### Exercise directions
Output each record exactly, with nothing omitted.

++++++++++++++++++++

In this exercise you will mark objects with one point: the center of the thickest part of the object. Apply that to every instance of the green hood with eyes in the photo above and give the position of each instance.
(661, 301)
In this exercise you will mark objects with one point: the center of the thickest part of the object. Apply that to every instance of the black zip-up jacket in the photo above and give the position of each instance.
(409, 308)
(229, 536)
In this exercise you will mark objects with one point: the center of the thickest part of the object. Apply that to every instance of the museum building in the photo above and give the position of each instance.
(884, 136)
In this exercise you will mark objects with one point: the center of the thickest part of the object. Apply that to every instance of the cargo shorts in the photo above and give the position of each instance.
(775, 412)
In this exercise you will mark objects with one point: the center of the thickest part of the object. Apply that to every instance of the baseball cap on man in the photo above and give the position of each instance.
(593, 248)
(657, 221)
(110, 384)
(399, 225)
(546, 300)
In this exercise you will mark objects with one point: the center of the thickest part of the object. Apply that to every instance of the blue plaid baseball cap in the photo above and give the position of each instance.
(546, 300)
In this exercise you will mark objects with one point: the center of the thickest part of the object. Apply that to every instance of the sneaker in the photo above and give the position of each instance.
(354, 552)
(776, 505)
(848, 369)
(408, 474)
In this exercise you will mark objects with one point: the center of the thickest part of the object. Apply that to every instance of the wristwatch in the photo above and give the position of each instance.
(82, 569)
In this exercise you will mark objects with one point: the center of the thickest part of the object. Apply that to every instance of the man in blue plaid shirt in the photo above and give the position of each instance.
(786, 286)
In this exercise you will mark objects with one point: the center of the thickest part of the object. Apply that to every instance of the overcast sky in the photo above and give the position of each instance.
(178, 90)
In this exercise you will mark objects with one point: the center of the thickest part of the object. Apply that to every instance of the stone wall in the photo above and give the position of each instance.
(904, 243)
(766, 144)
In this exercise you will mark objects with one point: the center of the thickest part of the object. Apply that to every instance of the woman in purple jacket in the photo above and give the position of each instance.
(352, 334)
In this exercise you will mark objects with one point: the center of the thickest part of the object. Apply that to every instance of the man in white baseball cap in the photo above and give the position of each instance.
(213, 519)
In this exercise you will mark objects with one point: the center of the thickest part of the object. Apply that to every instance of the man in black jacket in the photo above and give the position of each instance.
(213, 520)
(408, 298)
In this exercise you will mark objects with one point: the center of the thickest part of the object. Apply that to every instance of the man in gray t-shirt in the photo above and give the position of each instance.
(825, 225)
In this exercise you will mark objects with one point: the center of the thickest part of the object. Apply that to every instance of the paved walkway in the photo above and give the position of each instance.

++++++++++++++++++++

### Answer area
In this exercise you will mark objects with one point: the center of the thickest part of the object. Apply that to every instance of the green hood with eyes in the photo above and give the position of each instance.
(661, 301)
In this exercise you will mark objects with one point: the center of the thickest part of the object. Apply that to every instance of the black zip-up jacket in the photo above and give the position of each instance.
(409, 308)
(229, 536)
In this exercise you will mark objects with one point: the center of the thickest part of the object. Apply that to every instance of the museum building in the photo above and give the position of each instance.
(884, 136)
In this exercise you will mark objects with one point: the center of the thickest part of the object. Apply that to every instance of the cargo shorts in the photo above and give the position of each instance.
(775, 412)
In this exercise you will mark objects with one point: the center of the thickest part of the object. Apply that to every instance of the baseball cap on man in the photo above and give the position of each instance.
(593, 248)
(657, 221)
(110, 384)
(399, 225)
(546, 300)
In this exercise you will mark objects with one point: the center of the thickest part of the object. Apply that to every instance of the blue plaid baseball cap in the photo above and give the position of each instance.
(546, 300)
In this exercise you will mark objects with one point: the center of the thickest part of the object. Apply that to every instance of the sneaker in the photo above and give the position of each instance.
(354, 552)
(776, 505)
(848, 369)
(408, 474)
In this exercise you will mark objects with one point: the center of the thickest part of the object. Apply that to every instance of the wristwatch in the photo above and give the position of each instance.
(82, 569)
In this exercise you will mark objects with one point: the center of the thickest part of the object. Apply that to every instance of the man in blue plaid shirt in the photo above and give the position of each instance.
(786, 286)
In this exercise you will mark objects with one point: the center of the thickest part of the object. Apply that to every instance of the overcast sky in the photo above and give the position of each instance.
(178, 90)
In this exercise you will mark objects with one point: the center of the thickest part of the object. Apply that to every instance of the stone wall in the photo above and give the position of each instance.
(904, 243)
(766, 144)
In this exercise you will mark objects with one point: the center of the thickest part of the object. Apply that to every instance of the woman in purple jacket in the photo above and give the position of each instance.
(352, 334)
In this exercise you will mark objects with one point: the center of the thickest part of the object. Apply that to every instance of the man in white baseball cap in the photo above and give the position of each instance.
(213, 519)
In this exercise you will mark objects with one point: the center of the thickest part of the object. Apply that to every instance of the man in black jacket in the photo above and give the position of each instance.
(213, 520)
(408, 298)
In this exercise you will mark objects with one point: the center of the thickest part of the object. Apply that to every instance of the man in gray t-shirt in the photo above and give the position of each instance.
(825, 225)
In this exercise you will mark objects with one point: the center of the thickest part of the object. Apply that to every instance of the paved walkway in the photo above and give the position of each instance.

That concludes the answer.